─── Data to use
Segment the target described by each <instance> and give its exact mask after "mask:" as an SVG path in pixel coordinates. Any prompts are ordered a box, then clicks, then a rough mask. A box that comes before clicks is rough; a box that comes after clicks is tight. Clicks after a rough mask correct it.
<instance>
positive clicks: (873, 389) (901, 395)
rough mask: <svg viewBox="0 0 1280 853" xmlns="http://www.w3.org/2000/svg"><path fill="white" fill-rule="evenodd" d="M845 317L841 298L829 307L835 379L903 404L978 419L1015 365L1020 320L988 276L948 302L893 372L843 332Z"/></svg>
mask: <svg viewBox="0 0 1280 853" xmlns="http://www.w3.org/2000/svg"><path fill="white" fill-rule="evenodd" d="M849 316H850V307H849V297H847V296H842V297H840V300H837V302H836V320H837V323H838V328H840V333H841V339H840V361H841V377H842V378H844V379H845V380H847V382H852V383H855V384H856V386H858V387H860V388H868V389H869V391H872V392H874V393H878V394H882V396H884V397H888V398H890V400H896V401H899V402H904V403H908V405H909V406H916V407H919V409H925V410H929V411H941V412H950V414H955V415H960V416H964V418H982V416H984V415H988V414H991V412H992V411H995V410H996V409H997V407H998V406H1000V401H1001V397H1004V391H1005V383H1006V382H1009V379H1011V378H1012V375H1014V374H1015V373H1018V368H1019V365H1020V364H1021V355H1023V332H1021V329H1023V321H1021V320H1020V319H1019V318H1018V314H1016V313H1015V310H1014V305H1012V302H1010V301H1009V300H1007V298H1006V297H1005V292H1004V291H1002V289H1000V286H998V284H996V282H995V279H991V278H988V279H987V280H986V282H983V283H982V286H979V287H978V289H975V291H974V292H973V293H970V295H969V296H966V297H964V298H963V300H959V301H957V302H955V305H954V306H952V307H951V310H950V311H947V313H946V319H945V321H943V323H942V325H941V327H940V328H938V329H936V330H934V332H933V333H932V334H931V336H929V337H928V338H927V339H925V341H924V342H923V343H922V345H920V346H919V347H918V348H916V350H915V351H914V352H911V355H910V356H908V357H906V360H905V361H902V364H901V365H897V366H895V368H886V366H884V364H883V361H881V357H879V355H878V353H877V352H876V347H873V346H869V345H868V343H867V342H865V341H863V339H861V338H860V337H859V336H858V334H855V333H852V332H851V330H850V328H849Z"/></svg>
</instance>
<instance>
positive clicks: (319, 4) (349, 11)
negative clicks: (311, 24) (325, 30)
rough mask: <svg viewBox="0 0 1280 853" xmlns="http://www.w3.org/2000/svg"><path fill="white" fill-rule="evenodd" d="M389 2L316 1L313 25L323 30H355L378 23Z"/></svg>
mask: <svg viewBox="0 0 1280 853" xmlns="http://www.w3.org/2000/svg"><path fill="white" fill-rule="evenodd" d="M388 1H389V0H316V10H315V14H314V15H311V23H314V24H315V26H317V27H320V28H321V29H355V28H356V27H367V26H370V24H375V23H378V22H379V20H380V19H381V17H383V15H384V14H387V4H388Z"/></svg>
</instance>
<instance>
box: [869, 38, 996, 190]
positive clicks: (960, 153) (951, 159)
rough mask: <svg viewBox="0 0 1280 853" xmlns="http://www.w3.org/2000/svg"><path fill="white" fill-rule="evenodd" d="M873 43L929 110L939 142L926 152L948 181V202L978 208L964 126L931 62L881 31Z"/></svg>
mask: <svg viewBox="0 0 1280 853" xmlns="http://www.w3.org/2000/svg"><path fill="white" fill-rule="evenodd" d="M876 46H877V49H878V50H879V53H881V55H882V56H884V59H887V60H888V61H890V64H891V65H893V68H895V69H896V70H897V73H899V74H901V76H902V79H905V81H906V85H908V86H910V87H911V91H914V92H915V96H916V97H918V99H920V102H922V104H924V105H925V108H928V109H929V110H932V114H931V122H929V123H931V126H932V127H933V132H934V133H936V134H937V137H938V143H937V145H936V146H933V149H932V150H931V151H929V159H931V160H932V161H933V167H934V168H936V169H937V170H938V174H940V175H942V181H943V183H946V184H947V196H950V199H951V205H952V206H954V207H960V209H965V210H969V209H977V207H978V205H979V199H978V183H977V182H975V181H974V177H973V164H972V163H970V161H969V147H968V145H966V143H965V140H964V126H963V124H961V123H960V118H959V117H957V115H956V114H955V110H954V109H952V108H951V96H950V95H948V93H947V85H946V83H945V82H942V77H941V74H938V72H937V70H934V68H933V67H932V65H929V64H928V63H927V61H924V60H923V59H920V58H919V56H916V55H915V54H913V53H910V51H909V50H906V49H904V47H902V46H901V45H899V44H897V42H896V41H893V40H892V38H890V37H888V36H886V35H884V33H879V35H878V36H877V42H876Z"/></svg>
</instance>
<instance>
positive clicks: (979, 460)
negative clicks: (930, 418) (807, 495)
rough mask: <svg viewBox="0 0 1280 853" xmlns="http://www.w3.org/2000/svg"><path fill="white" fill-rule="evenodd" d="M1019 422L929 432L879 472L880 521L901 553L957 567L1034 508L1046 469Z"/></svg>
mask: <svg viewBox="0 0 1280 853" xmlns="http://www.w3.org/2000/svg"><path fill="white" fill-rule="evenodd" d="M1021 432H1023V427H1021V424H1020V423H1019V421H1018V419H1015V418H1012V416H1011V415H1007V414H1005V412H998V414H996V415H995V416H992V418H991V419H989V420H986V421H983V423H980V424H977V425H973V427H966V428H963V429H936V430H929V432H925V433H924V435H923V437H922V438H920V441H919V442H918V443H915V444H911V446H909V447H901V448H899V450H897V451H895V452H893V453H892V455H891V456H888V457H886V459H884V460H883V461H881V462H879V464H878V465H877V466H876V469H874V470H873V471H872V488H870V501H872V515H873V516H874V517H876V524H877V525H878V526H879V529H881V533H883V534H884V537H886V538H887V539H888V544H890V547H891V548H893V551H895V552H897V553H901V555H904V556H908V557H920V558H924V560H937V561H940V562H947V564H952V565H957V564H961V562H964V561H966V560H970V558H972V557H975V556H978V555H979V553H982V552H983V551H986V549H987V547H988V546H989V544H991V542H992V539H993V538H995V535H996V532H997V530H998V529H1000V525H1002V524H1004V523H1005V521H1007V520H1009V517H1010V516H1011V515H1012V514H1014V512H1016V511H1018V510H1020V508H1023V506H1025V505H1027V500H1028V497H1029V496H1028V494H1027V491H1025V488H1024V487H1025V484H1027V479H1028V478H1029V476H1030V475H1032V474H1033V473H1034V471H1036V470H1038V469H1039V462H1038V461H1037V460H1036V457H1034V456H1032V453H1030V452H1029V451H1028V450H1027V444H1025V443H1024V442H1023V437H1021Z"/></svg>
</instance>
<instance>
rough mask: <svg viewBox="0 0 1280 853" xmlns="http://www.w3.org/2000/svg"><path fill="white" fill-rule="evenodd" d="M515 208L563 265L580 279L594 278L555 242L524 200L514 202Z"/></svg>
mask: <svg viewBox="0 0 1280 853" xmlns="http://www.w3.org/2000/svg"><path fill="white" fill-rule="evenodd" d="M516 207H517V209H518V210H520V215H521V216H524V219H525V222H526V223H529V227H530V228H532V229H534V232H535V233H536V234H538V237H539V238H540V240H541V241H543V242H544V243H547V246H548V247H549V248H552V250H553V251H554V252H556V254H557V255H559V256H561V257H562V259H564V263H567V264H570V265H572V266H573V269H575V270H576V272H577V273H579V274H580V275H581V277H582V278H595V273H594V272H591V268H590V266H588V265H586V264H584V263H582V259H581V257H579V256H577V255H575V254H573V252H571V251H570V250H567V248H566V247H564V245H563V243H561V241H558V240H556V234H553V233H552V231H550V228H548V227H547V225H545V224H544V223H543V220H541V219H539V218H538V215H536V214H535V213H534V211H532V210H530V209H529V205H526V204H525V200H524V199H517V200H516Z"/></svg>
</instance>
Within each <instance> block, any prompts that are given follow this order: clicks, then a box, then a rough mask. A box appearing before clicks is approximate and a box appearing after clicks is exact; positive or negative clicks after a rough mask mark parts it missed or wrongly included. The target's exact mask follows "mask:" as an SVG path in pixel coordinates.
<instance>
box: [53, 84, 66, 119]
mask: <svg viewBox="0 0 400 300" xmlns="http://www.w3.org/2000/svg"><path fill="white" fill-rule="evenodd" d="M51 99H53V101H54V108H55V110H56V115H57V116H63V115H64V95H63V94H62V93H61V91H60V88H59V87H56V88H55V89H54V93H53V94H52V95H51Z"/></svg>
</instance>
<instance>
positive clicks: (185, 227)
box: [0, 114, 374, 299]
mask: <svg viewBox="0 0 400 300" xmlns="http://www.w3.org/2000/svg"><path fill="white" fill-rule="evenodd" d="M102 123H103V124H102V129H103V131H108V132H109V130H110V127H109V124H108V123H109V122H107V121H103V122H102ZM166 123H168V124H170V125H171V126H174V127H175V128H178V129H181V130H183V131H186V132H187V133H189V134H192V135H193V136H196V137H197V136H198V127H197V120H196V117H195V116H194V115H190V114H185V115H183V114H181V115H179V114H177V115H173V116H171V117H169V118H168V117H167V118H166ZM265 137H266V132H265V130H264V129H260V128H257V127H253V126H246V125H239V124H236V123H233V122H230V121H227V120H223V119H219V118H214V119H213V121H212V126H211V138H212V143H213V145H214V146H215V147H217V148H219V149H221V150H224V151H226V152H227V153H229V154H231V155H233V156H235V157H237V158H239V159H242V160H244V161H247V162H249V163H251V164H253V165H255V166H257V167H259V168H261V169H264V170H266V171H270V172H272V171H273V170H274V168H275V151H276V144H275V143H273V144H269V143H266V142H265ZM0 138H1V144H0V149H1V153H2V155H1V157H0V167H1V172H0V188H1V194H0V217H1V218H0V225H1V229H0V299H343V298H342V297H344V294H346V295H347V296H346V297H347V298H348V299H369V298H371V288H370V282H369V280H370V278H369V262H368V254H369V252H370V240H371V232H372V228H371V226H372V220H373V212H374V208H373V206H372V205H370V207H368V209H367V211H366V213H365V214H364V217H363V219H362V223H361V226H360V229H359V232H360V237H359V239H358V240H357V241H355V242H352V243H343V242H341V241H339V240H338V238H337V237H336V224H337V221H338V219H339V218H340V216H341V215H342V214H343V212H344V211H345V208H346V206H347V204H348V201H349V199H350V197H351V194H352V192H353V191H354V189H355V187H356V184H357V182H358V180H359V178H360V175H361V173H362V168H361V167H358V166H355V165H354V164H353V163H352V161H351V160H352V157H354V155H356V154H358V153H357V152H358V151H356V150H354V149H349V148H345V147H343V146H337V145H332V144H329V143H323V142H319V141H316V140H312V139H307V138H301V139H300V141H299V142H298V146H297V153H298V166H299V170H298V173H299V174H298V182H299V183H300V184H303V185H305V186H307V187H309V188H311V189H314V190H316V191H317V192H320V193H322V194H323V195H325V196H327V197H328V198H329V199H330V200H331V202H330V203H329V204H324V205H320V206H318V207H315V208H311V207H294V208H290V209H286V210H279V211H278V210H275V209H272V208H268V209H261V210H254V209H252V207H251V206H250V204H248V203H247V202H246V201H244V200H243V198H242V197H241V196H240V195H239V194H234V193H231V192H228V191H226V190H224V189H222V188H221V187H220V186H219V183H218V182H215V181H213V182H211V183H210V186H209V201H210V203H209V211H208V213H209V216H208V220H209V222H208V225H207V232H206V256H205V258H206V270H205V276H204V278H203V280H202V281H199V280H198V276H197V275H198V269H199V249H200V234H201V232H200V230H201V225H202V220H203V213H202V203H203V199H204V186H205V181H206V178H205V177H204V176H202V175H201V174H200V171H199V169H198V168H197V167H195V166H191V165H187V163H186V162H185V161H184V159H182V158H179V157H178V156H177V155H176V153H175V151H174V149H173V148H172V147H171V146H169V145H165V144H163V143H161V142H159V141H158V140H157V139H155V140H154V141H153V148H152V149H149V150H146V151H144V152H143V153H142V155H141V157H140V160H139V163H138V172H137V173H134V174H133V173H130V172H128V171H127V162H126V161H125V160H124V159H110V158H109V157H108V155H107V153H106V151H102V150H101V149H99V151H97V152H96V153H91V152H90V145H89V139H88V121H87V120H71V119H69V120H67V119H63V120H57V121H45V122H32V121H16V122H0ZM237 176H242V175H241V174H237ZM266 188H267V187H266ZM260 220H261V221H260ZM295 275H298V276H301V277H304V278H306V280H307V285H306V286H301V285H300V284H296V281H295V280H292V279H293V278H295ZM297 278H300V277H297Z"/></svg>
──────
Requirement:
Look through the entries above and quote exactly the lines from the line with "box: [869, 38, 996, 190]" to the line with "positive clicks: (960, 153) (951, 159)", counting both of those lines.

Answer box:
box: [869, 38, 996, 190]
positive clicks: (960, 153) (951, 159)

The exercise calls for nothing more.